Exercise
Reproduce every item below verbatim, line for line, with no changes.

Provided entries: Begin

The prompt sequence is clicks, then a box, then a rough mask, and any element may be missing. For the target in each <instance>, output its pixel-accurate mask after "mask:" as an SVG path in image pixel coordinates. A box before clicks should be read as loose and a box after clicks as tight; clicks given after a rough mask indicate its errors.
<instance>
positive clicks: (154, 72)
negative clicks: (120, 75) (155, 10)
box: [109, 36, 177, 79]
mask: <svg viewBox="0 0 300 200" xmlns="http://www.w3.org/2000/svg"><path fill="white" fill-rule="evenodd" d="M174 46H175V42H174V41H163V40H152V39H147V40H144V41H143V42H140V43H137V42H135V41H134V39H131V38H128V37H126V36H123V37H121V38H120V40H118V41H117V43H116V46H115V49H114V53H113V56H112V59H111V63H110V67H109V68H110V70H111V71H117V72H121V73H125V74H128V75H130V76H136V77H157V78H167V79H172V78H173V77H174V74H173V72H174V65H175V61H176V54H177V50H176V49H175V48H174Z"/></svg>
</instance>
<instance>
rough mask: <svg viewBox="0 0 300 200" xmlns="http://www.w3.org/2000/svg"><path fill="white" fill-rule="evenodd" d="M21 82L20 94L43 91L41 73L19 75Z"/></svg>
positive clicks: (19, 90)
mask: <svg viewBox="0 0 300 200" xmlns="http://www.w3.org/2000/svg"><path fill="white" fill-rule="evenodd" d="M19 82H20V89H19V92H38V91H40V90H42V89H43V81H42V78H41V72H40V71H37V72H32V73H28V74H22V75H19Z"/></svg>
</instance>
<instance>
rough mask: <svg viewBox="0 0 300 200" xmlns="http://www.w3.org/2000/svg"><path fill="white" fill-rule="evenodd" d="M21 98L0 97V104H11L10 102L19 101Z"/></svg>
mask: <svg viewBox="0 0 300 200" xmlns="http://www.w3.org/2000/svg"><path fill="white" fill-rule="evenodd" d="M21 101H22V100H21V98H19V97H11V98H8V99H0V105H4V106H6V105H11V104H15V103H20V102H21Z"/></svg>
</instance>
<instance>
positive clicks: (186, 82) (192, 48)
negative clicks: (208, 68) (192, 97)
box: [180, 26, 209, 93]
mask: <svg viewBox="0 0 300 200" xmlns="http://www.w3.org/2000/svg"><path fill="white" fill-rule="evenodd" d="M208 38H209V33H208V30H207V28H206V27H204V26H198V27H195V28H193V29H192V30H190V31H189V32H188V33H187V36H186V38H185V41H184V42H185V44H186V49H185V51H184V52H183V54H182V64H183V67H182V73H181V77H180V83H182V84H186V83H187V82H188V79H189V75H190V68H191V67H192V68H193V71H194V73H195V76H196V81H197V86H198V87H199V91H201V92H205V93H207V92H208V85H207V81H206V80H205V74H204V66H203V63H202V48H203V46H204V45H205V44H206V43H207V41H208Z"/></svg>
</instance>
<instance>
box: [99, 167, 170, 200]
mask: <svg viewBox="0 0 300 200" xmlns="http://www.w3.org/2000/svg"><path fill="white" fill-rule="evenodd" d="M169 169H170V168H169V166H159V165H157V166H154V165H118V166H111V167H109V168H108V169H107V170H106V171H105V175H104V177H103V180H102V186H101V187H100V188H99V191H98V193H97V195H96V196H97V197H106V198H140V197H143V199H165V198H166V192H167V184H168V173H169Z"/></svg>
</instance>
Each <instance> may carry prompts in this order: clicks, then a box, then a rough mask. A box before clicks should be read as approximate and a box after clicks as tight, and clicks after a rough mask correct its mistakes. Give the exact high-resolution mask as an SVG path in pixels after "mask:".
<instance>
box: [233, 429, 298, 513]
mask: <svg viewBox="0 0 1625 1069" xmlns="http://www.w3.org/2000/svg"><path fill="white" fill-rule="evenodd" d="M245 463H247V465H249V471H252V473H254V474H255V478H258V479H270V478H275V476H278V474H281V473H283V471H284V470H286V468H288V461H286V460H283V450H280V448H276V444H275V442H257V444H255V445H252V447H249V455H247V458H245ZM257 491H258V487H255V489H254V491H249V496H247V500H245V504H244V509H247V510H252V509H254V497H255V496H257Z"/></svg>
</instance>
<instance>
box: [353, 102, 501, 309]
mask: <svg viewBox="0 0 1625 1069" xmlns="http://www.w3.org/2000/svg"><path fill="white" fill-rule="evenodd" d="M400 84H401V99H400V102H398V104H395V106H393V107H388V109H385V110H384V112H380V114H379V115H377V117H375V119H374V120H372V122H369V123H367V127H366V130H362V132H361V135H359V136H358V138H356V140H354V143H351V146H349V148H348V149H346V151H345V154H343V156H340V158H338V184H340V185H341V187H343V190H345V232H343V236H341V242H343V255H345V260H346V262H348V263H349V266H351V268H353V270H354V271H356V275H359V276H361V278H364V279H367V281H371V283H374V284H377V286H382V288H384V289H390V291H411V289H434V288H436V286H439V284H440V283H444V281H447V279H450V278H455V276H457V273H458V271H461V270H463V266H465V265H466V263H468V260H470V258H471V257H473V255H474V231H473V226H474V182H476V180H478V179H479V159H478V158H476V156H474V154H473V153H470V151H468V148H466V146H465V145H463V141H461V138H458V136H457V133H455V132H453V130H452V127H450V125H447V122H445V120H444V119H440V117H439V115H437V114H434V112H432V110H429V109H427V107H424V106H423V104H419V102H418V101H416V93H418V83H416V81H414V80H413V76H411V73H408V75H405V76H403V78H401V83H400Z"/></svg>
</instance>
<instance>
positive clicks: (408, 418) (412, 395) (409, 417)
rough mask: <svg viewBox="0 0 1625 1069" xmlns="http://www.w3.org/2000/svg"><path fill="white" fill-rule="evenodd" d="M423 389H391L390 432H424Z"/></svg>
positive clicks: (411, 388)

Provided entries: End

Answer to this problem
The prompt sequence is clicks, then a box, then a rough mask, and any element may be missing. For the target in each <instance>, output its pixel-accurate mask after "mask:" as an SVG path in image pixel coordinates. A box before clicks should be read as loose and a box after clicks as tight; clicks given after a rough mask indicate its errors.
<instance>
positive clicks: (154, 72)
negative clicks: (120, 75) (155, 10)
box: [109, 36, 177, 79]
mask: <svg viewBox="0 0 300 200" xmlns="http://www.w3.org/2000/svg"><path fill="white" fill-rule="evenodd" d="M174 46H175V42H174V41H163V40H152V39H147V40H144V41H143V42H140V43H137V42H135V41H134V39H131V38H128V37H126V36H123V37H121V38H120V40H118V41H117V43H116V46H115V49H114V53H113V56H112V59H111V63H110V67H109V68H110V70H111V71H117V72H121V73H125V74H128V75H130V76H136V77H157V78H167V79H172V78H173V77H174V74H173V72H174V65H175V61H176V54H177V50H176V49H175V48H174Z"/></svg>
</instance>
<instance>
rough mask: <svg viewBox="0 0 300 200" xmlns="http://www.w3.org/2000/svg"><path fill="white" fill-rule="evenodd" d="M21 82L20 94L43 91L41 73L19 75Z"/></svg>
positive clicks: (19, 90)
mask: <svg viewBox="0 0 300 200" xmlns="http://www.w3.org/2000/svg"><path fill="white" fill-rule="evenodd" d="M19 82H20V89H19V92H38V91H40V90H42V89H43V81H42V78H41V72H40V71H37V72H32V73H28V74H22V75H19Z"/></svg>
</instance>
<instance>
rough mask: <svg viewBox="0 0 300 200" xmlns="http://www.w3.org/2000/svg"><path fill="white" fill-rule="evenodd" d="M21 98L0 97V104H11L10 102L19 101Z"/></svg>
mask: <svg viewBox="0 0 300 200" xmlns="http://www.w3.org/2000/svg"><path fill="white" fill-rule="evenodd" d="M21 101H22V100H21V98H19V97H11V98H8V99H0V105H4V106H6V105H11V104H15V103H20V102H21Z"/></svg>
</instance>
<instance>
positive clicks: (186, 82) (192, 48)
negative clicks: (208, 68) (192, 97)
box: [180, 26, 209, 93]
mask: <svg viewBox="0 0 300 200" xmlns="http://www.w3.org/2000/svg"><path fill="white" fill-rule="evenodd" d="M208 38H209V33H208V30H207V28H206V27H204V26H198V27H195V28H193V29H192V30H190V31H189V32H188V33H187V36H186V38H185V41H184V42H185V44H186V49H185V51H184V52H183V54H182V64H183V67H182V73H181V77H180V83H182V84H186V83H187V82H188V79H189V75H190V68H191V67H192V68H193V71H194V73H195V76H196V81H197V86H198V87H199V91H201V92H205V93H207V92H208V85H207V81H206V80H205V74H204V66H203V63H202V48H203V46H204V45H205V44H206V43H207V41H208Z"/></svg>
</instance>
<instance>
box: [99, 167, 170, 200]
mask: <svg viewBox="0 0 300 200" xmlns="http://www.w3.org/2000/svg"><path fill="white" fill-rule="evenodd" d="M169 169H170V168H169V166H159V165H157V166H154V165H118V166H111V167H109V168H108V169H107V170H106V171H105V175H104V177H103V180H102V186H101V187H100V188H99V191H98V193H97V195H96V196H97V197H106V198H140V197H143V199H165V198H166V192H167V184H168V173H169Z"/></svg>
</instance>
Each <instance> may carry prompts in this order: clicks, then a box, then a rough mask. A box before clicks should be read as approximate and a box after clicks as tight, and clicks after a rough mask correct its mistakes. Give the exact high-resolution mask as an SVG path in pixels after "mask:".
<instance>
box: [233, 429, 298, 513]
mask: <svg viewBox="0 0 1625 1069" xmlns="http://www.w3.org/2000/svg"><path fill="white" fill-rule="evenodd" d="M245 463H247V465H249V471H252V473H254V474H255V478H258V479H270V478H275V476H278V474H281V473H283V471H284V470H286V468H288V461H286V460H283V450H280V448H276V444H275V442H257V444H255V445H252V447H249V455H247V458H245ZM257 491H258V487H255V489H254V491H249V496H247V500H245V504H244V509H247V510H252V509H254V497H255V496H257Z"/></svg>
</instance>
<instance>
box: [353, 102, 501, 309]
mask: <svg viewBox="0 0 1625 1069" xmlns="http://www.w3.org/2000/svg"><path fill="white" fill-rule="evenodd" d="M400 84H401V99H400V102H398V104H395V106H393V107H388V109H385V110H384V112H380V114H379V115H377V117H375V119H374V120H372V122H369V123H367V127H366V130H362V132H361V135H359V136H358V138H356V140H354V143H351V146H349V148H348V149H346V151H345V154H343V156H340V158H338V184H340V185H341V187H343V190H345V232H343V236H341V242H343V255H345V260H346V262H348V263H349V266H351V268H353V270H354V271H356V275H359V276H361V278H364V279H367V281H371V283H374V284H377V286H382V288H384V289H390V291H411V289H434V288H436V286H439V284H440V283H444V281H447V279H450V278H455V276H457V273H458V271H461V270H463V266H465V265H466V263H468V260H470V258H471V257H473V255H474V231H473V226H474V182H476V180H478V179H479V159H478V158H476V156H474V154H473V153H470V151H468V148H466V146H465V145H463V141H461V138H458V136H457V133H455V132H453V130H452V127H450V125H447V122H445V120H444V119H440V117H439V115H437V114H434V112H432V110H429V109H427V107H424V106H423V104H419V102H418V101H416V93H418V83H416V81H414V80H413V76H411V73H408V75H405V76H403V78H401V83H400Z"/></svg>
</instance>
<instance>
positive clicks: (408, 418) (412, 395) (409, 417)
rough mask: <svg viewBox="0 0 1625 1069" xmlns="http://www.w3.org/2000/svg"><path fill="white" fill-rule="evenodd" d="M423 389H391L390 432H424Z"/></svg>
positive clicks: (411, 388)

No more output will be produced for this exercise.